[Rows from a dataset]
--------------------------------

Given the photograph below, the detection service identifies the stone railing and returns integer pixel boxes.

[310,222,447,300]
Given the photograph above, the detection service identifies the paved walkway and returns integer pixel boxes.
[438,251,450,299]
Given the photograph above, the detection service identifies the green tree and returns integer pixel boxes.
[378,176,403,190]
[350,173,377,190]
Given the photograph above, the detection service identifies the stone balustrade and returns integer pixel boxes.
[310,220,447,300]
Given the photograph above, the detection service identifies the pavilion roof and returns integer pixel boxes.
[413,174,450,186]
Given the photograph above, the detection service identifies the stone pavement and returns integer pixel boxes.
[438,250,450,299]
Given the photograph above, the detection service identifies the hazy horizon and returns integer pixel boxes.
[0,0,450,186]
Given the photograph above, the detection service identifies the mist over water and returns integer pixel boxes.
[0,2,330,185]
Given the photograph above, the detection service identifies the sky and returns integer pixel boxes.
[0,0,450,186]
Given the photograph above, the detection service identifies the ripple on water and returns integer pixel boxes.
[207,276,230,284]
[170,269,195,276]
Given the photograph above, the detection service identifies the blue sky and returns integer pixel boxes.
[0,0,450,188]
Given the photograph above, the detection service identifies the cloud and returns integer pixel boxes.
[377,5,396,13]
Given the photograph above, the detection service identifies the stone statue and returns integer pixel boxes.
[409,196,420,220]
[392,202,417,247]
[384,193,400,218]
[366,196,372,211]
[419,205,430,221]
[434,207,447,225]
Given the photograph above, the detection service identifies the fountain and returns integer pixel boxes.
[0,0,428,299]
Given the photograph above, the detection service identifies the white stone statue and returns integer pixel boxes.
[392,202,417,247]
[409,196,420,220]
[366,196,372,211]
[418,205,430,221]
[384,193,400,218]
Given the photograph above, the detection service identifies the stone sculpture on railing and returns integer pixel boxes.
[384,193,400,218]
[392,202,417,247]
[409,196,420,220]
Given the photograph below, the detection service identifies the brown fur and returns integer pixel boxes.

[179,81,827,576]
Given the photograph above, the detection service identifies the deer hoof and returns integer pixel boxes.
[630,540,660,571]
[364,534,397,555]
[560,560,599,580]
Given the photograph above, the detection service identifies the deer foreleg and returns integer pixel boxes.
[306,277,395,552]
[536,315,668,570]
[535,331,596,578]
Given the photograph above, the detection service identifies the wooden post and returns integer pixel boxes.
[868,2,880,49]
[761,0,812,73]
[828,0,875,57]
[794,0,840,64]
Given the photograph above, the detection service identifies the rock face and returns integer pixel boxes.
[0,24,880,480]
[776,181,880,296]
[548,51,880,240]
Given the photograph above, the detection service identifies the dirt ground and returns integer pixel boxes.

--------------------------------

What is needed: Count the lines in the rows that contain the string "deer", treating uppercase and lowercase as different. Give only the number.

Solution to this task: 2